Data listing
[Begin]

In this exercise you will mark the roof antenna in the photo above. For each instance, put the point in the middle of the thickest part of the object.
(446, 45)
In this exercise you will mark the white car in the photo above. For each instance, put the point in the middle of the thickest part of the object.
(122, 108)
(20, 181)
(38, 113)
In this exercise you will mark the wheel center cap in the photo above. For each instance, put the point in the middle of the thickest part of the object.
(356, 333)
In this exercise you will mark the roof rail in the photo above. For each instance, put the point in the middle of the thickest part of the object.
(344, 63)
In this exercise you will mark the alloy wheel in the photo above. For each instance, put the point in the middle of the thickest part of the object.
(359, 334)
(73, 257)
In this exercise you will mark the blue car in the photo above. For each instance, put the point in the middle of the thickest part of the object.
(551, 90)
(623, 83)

[End]
[Begin]

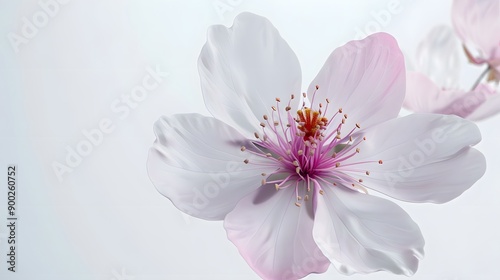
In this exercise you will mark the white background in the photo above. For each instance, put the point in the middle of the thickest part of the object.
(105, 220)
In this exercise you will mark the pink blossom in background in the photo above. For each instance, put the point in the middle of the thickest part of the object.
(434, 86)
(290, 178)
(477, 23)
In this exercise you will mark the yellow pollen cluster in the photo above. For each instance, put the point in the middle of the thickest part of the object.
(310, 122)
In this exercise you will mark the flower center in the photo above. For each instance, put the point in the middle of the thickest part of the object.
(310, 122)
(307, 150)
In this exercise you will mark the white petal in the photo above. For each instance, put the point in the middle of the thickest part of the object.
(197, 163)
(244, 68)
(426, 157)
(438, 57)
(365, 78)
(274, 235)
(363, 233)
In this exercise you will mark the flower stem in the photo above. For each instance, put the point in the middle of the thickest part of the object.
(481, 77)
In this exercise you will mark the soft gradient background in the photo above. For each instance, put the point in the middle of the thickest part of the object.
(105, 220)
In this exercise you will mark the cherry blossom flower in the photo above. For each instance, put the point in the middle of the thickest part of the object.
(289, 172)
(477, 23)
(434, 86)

[End]

**Task brief:**
Locate each line in the records above that contains the word "roof", and copy those lines out.

**Finished answer:**
In this exercise you will mark the roof antenna in the photo above. For each instance, put the point in the middle of the thickest part of the object.
In this exercise you will mark the roof rail in the photo above. For each instance, put the point in the middle of the thickest part of the object.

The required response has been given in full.